Passage extrait:

"""

Levi Van Veluw, “The Collapse of Cohesion’, 2014,  cadres (photo courtesy de l’artiste)

Levi Van Veluw, “The Collapse of Cohesion’, 2014, grille, boîtes en bois sur cadres en acier (photo courtesy de l’artiste)

 

Dans l’exposition “La relativité de la matière” (montrée pour la première fois en France), semblent se télescoper deux mondes produisant un univers rétrofuturiste, en quelque sorte (Van Veluw est passionné par le futur et les romans SF des années 50-60). Nous cheminons dans des monde parallèles, des univers non familiers à l’être humain actuel; et en même temps se dégage l’impression d’un avenir déjà ancien; quelque chose comme les reliques d’un ancien monde futurible. On s’attend presque à voir de la poussière sur certaines pièces, et peut-être même en a-t-on vu. L’œuvre est très conséquente, elle s’étend sur 350m2, et Van Veluw dit y avoir travaillé pendant un an.

Il semble me souvenir qu’il y avait six pièces à Kerguéhennec, soit le second lieu dans lequel Van Veluw déployait cet espace tout-inclusif, le premier ayant été la Marres House for Contemporary Culture (Maastricht). Van Veluw, dans l’entretien cité, dit espérer que les visiteurs vont réussir à entrer dans son univers. Mais il n’a pas le choix : il ne peut qu’entrer dans l’univers de Van Veluw. Nous sommes, d’emblée, à l’intérieur d’un espace architectural clos, plus ou moins sombre selon les pièces; donc, de ce point de vue, le souhait de Van Veluw est atteint, on ne peut pas ne pas pénétrer dans son univers. Nous y sommes, de facto, immergés, et, ensuite, plus ou moins happés. À cet égard la pièce ci-dessous est certainement la plus réussie du point de vue de l’immersion.

"""

Données brutes:
"""

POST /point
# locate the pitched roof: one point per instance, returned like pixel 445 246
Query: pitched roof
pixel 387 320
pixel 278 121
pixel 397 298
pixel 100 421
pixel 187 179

"""

Consignes: Poursuivez le texte sur l'exposition de Levi Van Veluw en reprenant après sa dernière phrase.

Résultat de l'exercice:
Nous voilà entrant à petit pas dans un espace très très sombre, on ne voit rien devant nous, ni sur le côté gauche, mais, sur le côté droit — pour ce qui en est de la scénographie au Domaine —, nous distinguons peu à peu cette structure allongée, d’emblée très étrange. Passage vers quelque chose ? Vortex fossile ? C’est une pièce magnifique et impressionnante, très simple dans sa composition, mais forte dans sa structure : elle aspire vers une certaine forme d’infini — il y a plusieurs manières d’envisager l’infini, n’est-ce pas ? « Filoteo : Ou qu’est-ce qui s’oppose à ce que l’infini impliqué […] ne soit pas expliqué dans son propre simulacre infini et sans terme, éminemment capable de contenir des mondes innombrables, plutôt qu’en des limites si étroites ?» (Giordano Bruno, L’univers, l’Infini, et les Mondes)

Levi Van Veluw, “The Relativity of Matter”, [#1] 2018, 700 x 400 x 500 cm,  Domaine de Kerguéhennec (photo courtesy de l’artiste)

Levi Van Veluw, “The Relativity of Matter”, [#1.1] 2018, Domaine de Kerguéhennec (photo courtesy de l’artiste)

Il faut bien voir que cette structure est très imposante, on a l’impression de se trouver face à la sortie d’un booster (couché) de fusée spatiale. Cela n’y ressemble peut-être pas du tout, mais nous vient cette relation.

Nous faisons demi-tour, et continuons dans un couloir beaucoup moins obscur, nous passons du noir au gris.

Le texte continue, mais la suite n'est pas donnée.